- _MATERIAL_:
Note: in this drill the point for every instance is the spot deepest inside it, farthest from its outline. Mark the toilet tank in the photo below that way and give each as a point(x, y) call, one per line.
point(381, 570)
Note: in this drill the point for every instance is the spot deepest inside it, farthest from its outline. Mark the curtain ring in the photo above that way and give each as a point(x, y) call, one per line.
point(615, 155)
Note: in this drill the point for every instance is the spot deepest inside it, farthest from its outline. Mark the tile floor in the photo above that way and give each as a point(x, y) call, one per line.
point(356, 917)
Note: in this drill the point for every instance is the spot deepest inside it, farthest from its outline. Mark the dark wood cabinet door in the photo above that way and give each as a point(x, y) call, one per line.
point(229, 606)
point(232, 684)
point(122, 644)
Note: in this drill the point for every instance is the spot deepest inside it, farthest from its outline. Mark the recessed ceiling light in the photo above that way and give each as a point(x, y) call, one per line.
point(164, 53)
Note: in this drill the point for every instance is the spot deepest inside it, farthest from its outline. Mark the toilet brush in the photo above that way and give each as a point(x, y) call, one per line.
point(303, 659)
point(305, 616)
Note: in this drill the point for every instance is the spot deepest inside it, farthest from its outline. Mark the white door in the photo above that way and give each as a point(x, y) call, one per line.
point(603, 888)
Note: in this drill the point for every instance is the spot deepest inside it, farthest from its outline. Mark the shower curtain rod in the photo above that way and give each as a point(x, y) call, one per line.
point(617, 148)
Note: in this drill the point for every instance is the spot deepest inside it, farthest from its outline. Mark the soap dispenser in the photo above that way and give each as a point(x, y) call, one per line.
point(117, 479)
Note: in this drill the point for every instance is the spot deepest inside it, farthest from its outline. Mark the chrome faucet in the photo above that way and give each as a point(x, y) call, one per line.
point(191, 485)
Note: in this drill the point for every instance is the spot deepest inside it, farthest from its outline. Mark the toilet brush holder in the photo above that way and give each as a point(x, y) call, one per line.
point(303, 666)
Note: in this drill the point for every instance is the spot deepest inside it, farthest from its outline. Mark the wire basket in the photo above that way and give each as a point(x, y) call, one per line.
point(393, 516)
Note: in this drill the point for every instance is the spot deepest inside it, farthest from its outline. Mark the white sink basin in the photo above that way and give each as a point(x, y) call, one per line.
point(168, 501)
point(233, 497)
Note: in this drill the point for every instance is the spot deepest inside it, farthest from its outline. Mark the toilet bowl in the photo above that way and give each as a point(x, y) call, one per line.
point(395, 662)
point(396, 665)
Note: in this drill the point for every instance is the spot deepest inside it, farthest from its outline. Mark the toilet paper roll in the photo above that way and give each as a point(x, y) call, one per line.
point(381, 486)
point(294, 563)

- _WORK TO COMPLETE_:
Update the lines above by replacing each occurrence of "farthest from its outline" with "most distant from its edge", leaving everything else unchanged.

- _EXERCISE RESPONSE_:
Note: in this drill the point for every instance is the spot deepest inside it, most distant from its edge. Mark the toilet tank in the photo below that way and give each as a point(x, y) call, one per line.
point(381, 570)
Note: in this drill the point for every instance is the spot deepest inside it, most distant from its edge. Mark the curtain ring in the photo above that way and give each as a point(x, y) call, one per line.
point(615, 155)
Note: in this drill the point for every instance is the spot deepest inside it, most distant from its edge. Mark the tile floor in the photo above that way and give each as a point(x, y) call, one per line.
point(356, 917)
Note: in this drill the point for every instance is the spot deepest inside it, most distant from its edge. Mark the dark wood cabinet door in the photo above that way and give each as a point(x, y) call, one per line.
point(229, 606)
point(232, 684)
point(122, 644)
Note: in this drill the point for every instance is the spot deepest inside it, most distant from its edge. Mark the recessed ceiling light in the photo above that way and give each as a point(x, y) call, one per line.
point(164, 53)
Note: in this drill the point for every instance is the spot deepest inside it, most distant from its edge. Mark the toilet brush in the photo above that way and give each as a point(x, y) call, one per line.
point(303, 659)
point(305, 616)
Note: in this drill the point for every instance is the spot deepest inside it, most distant from its edge. Mark the white door in the photo above that way and give each as a point(x, y) call, one per line.
point(603, 888)
Note: in this drill the point for every instance is the spot deepest inside it, most distant from its edge. Mark the shower curtain rod in the photo above that way and give each as a point(x, y) call, one per line.
point(617, 148)
Note: in this drill the point for every instance is the spot deepest inside it, most distant from its edge. Mark the soap dispenser in the photo above that way and give each as a point(x, y) call, one per line.
point(117, 479)
Note: in this drill the point for every instance is the spot deepest inside it, most distant from its edge. Mark the chrome faucet in the photo above that way and give each as a point(x, y) call, one per line.
point(191, 485)
Note: in this drill the point for every instance is the spot deepest inside it, most distant from its edge. Mark the toilet brush holder in the photo above that way and give each as a point(x, y) call, one per line.
point(303, 666)
Note: in this drill the point for every instance is the spot deepest inside it, most distant from its edge. Mark the wire basket in the photo above that way and give each as a point(x, y) call, one per line.
point(393, 516)
Note: in this drill the point for every instance is the spot deepest inside it, most distant from its edge. Mark the white sink basin in the photo above that way and give each as a point(x, y) call, one per line.
point(168, 501)
point(233, 497)
Note: in this drill the point for every instance is the spot deepest inside it, most distant from its edge. Mark the toilet bowl in the photo above that way and give each as a point(x, y) call, one per line.
point(395, 662)
point(396, 665)
Note: in this drill the point for every instance is the spot deepest inside it, most distant from its edge. Mark the toilet paper roll in the photo above that way and give each as a point(x, y) call, one per line.
point(381, 486)
point(294, 563)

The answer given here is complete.